▶ _THE REQUEST_:
Count the lines in the data below that contain the word "snap", treating uppercase and lowercase as different. Reply with only the number.

─── INFORMATION PROVIDED ───

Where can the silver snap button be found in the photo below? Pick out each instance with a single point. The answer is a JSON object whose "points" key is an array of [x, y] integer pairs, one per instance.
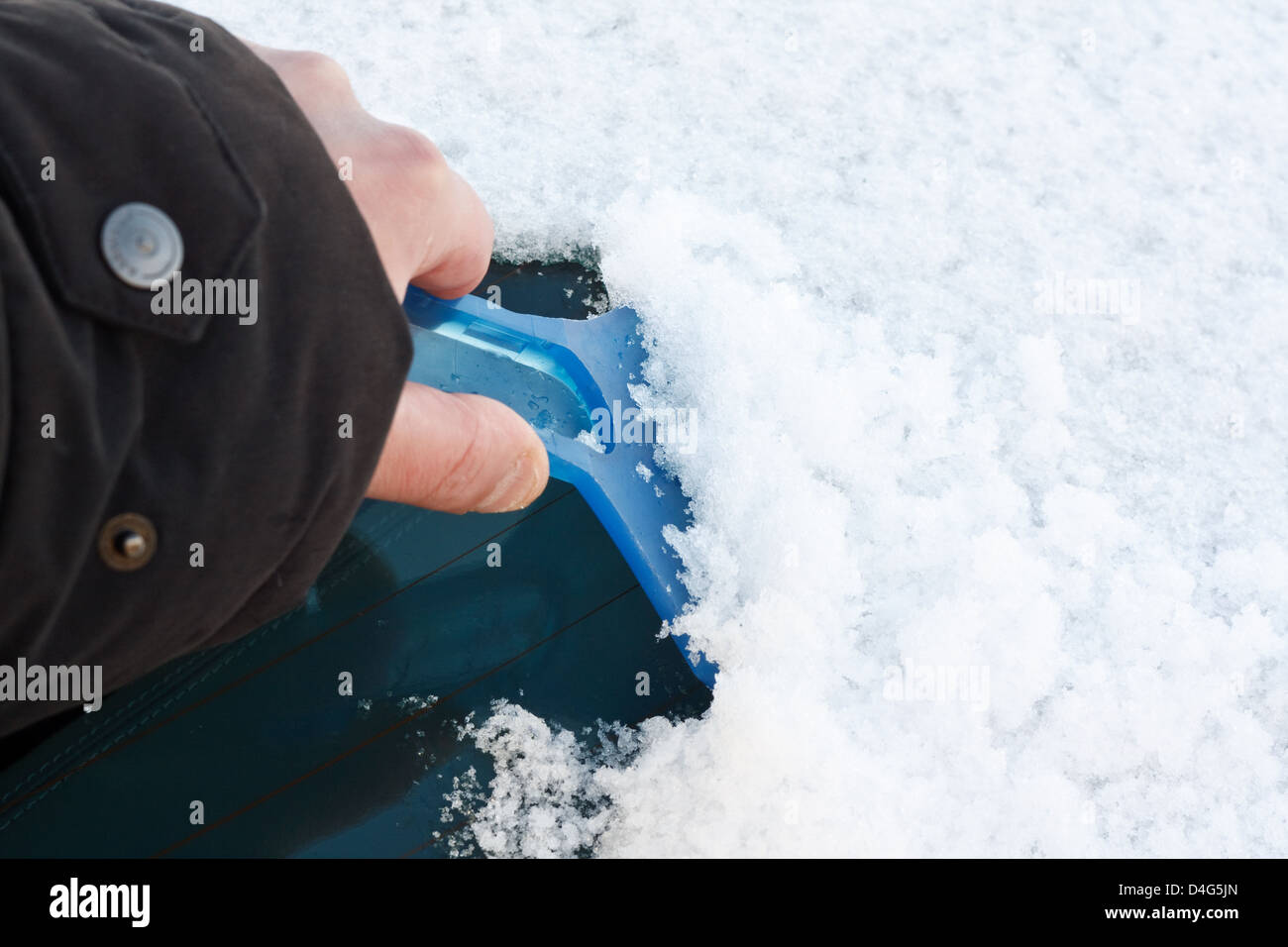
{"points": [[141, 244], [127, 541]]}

───
─── INFORMATION PROVIDED ───

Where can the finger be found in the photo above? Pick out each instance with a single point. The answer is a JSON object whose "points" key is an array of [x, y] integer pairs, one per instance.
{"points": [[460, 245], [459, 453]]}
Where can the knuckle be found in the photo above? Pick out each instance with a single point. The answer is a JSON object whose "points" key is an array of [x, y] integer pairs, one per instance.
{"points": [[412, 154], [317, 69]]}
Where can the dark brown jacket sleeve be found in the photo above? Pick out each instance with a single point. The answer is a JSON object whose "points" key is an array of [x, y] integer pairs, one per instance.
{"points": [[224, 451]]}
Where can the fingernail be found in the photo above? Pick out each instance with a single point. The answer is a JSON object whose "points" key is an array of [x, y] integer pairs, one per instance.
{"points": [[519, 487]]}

───
─── INFORMATION PROVIDED ───

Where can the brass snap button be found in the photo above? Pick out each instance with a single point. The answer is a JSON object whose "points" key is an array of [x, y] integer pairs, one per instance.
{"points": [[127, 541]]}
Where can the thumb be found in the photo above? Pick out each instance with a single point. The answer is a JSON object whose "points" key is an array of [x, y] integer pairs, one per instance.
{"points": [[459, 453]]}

───

▶ _COMPLETE OUTPUT_:
2